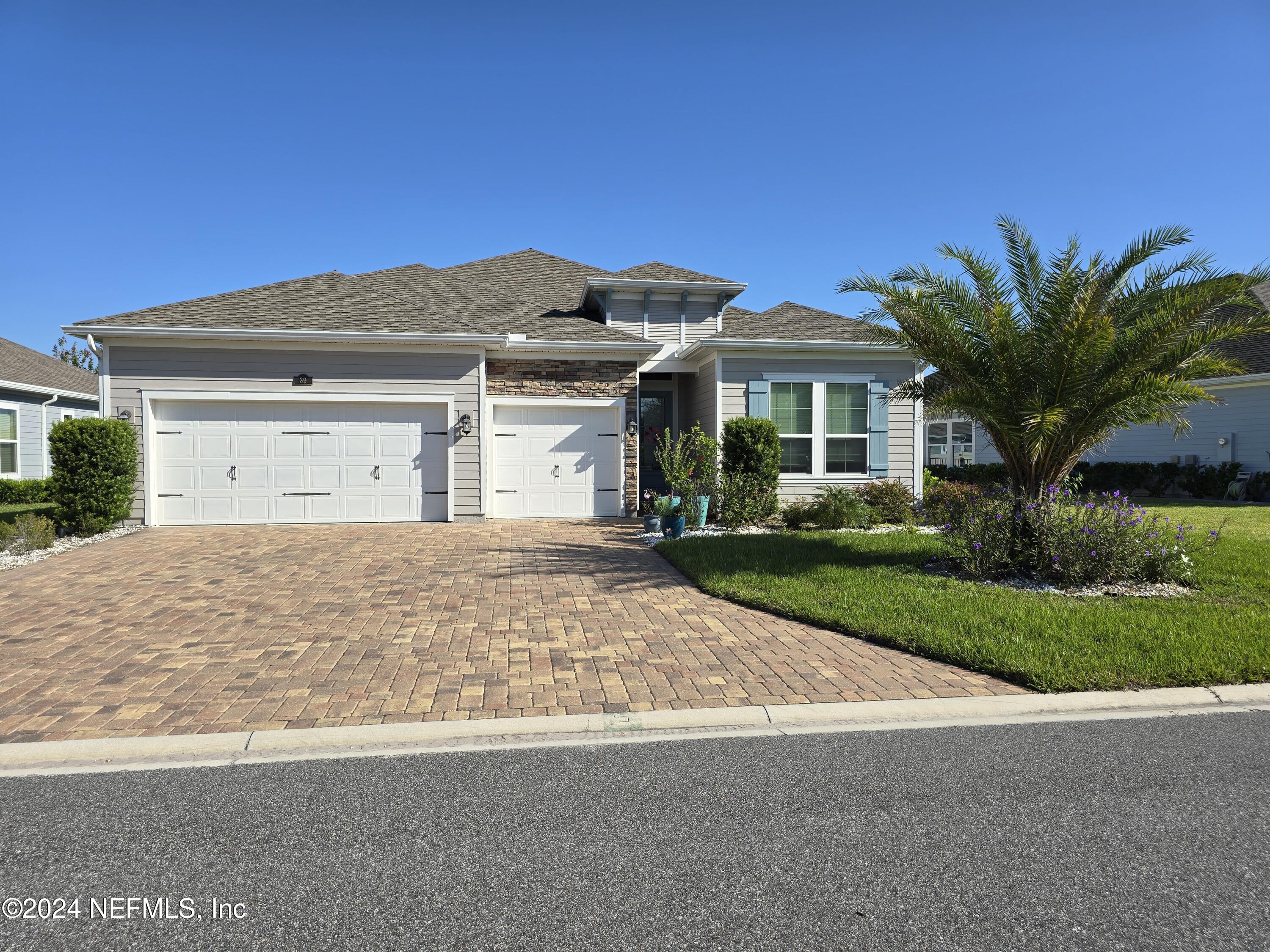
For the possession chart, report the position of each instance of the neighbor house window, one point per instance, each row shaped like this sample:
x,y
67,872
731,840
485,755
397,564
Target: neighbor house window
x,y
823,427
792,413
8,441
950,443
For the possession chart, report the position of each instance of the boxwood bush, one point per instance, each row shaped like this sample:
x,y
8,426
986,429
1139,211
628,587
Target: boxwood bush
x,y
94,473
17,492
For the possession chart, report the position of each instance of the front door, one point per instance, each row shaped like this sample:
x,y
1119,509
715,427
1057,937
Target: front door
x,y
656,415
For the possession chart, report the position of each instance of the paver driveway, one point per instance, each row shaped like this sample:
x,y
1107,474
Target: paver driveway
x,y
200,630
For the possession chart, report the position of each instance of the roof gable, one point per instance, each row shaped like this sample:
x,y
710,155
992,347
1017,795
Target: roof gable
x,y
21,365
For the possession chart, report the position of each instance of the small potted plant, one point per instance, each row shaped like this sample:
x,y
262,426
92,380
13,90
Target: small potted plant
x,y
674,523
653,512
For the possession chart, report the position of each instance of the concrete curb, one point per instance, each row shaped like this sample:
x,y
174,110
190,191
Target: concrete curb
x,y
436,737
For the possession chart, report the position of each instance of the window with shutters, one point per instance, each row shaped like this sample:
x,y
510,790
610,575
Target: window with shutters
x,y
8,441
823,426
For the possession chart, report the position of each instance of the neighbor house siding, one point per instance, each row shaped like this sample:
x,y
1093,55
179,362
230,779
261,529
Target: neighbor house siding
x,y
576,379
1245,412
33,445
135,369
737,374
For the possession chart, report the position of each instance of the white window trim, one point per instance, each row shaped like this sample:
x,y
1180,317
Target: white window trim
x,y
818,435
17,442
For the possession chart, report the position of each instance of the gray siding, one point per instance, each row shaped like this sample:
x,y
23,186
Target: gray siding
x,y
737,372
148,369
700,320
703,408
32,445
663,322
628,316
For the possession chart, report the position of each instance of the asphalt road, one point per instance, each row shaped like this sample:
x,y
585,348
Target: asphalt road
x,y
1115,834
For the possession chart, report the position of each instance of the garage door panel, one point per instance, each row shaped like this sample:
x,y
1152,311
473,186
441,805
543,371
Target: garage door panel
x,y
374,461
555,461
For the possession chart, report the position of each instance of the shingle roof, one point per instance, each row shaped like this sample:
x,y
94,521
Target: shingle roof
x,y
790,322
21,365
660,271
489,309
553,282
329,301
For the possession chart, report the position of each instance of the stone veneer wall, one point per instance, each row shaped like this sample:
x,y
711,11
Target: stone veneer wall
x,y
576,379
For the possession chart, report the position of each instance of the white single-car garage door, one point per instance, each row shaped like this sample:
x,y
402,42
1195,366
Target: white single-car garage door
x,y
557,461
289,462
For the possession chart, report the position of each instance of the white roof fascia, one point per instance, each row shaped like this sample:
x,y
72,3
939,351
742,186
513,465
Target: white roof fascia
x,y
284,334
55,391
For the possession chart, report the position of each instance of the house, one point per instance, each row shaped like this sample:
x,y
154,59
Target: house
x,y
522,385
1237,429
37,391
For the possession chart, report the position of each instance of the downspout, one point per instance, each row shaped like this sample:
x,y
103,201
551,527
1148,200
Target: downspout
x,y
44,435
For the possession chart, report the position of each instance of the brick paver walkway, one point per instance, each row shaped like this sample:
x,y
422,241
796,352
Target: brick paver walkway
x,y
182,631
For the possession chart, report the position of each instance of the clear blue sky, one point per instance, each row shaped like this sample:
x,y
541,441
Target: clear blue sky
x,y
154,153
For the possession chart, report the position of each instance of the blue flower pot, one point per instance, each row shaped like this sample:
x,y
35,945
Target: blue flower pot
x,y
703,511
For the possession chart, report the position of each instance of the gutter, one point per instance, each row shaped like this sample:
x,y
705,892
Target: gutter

· · ·

> **The problem**: Every record above should be transcribed exactly; the pictures stay out of the copy.

> **Answer below**:
For the possession chart, report the position of each instance of the neighbor house window, one point per instance, each row shaped like this sample:
x,y
67,872
731,840
485,755
397,564
Target: neighbor house window
x,y
823,427
792,413
8,441
950,443
For the possession chart, report the position of each instance of the boxwood bush, one point per instance, each row shaped like this sample:
x,y
8,426
986,429
1139,211
628,587
Target: boxwood bush
x,y
94,473
17,492
For the possession chart, report the position of each instance of the front door, one point per instance, each row shaped like this sample:
x,y
1119,509
715,427
1057,937
Target: front door
x,y
656,415
For the possession chart, report the position of each instance of the paver driveway, one point per instance, each row shaped like this sample:
x,y
1107,474
Target: paver driveway
x,y
200,630
For the possession chart, report the position of each instance of the roof gable, one point per instance, each row shaped like this sample:
x,y
710,155
992,347
1017,795
Target: roof gable
x,y
21,365
For the possession chart, report the position of each instance of the small potted plant, one point per instance, each row shaped like this sample:
x,y
262,426
92,380
13,90
Target: small potted plant
x,y
674,523
653,512
For the possession chart, report the position of each instance of the concrete curb, one point per instance, each row shaped like this sample:
x,y
174,110
190,191
Target: concrete curb
x,y
436,737
For the possession chart, report the position of each instance of the window with shutters, one point per instance, each row shaped like this sample:
x,y
510,790
610,575
Target: window with shutters
x,y
8,441
823,426
For the possession chart, report the position of each instance of the neighbor house siding, one point per instance, each row shaped like this sample:
x,y
1093,55
179,362
230,779
261,529
Target: neighbor house siding
x,y
576,379
1245,412
33,445
135,369
737,374
For the possession chart, report the position of each instance of the white window trim, one point per instance, each row shaped like this sample:
x,y
1180,317
Target: white window trim
x,y
818,435
17,442
For the possession chart, report the position of each instance of the gray siding, one point per instance, each row shaped like this sample:
x,y
23,186
Target: gray siding
x,y
737,372
148,369
700,320
703,408
32,445
663,322
628,316
For the possession chart, report the position of each instance of the asphalt road, one point per instance, each row shaped like this sample:
x,y
585,348
Target: asphalt road
x,y
1115,834
For the possession chart, report the position of each instance of the garage door panel, one point per instance, each row shaped like this sample:
x,y
1152,311
473,186
441,805
543,371
Target: garage door panel
x,y
374,461
555,461
For the possession chart, report the position of each instance of the shingle roof, one point per instance, each row shaped like this sample:
x,y
94,521
Target: shingle roof
x,y
790,322
21,365
660,271
489,309
553,282
329,301
For the possession chart, report the position of each instance of the stone veneer wall, one point per instance, each row shaped like this sample:
x,y
711,11
Target: stone veneer wall
x,y
576,379
For the possession chart, report the position of each instance of the white single-car garage door, one point per instance, each row shaped like this sample:
x,y
402,42
1195,366
Target: white single-car garage door
x,y
557,461
289,462
For the possession chart, report the position of each instance of the white roof fascia, one point per instance, each row shaped like this sample:
x,y
72,3
939,351
742,186
513,465
Target: white roof fascia
x,y
284,334
55,391
For the possession chart, report the position of each instance of the house, one point per instance, each row shaped like this sample:
x,y
154,59
Target: house
x,y
522,385
1237,429
37,391
For the possession chart, report the position of each instance of the downspout, one point per instance, each row shaped like this sample:
x,y
103,201
551,527
1148,200
Target: downspout
x,y
44,435
For the possession chart, report the position of each instance of the brick paver walkway, one point per instance, each row shaped like this sample:
x,y
422,241
796,352
Target: brick paver walkway
x,y
182,631
For the possession chart, report the position of each instance of the clear blue sky, one point per instance, each row shaped like this sample:
x,y
541,441
Target: clear blue sky
x,y
154,153
For the possession chart, report the position of each instance of the blue flower pot, one point per instance, each row shaped like this sample:
x,y
35,945
Target: blue flower pot
x,y
703,511
For the possession chart, report the position of each instance of the gutter, one point per instance, each row shaped like this sample:
x,y
705,892
Target: gutter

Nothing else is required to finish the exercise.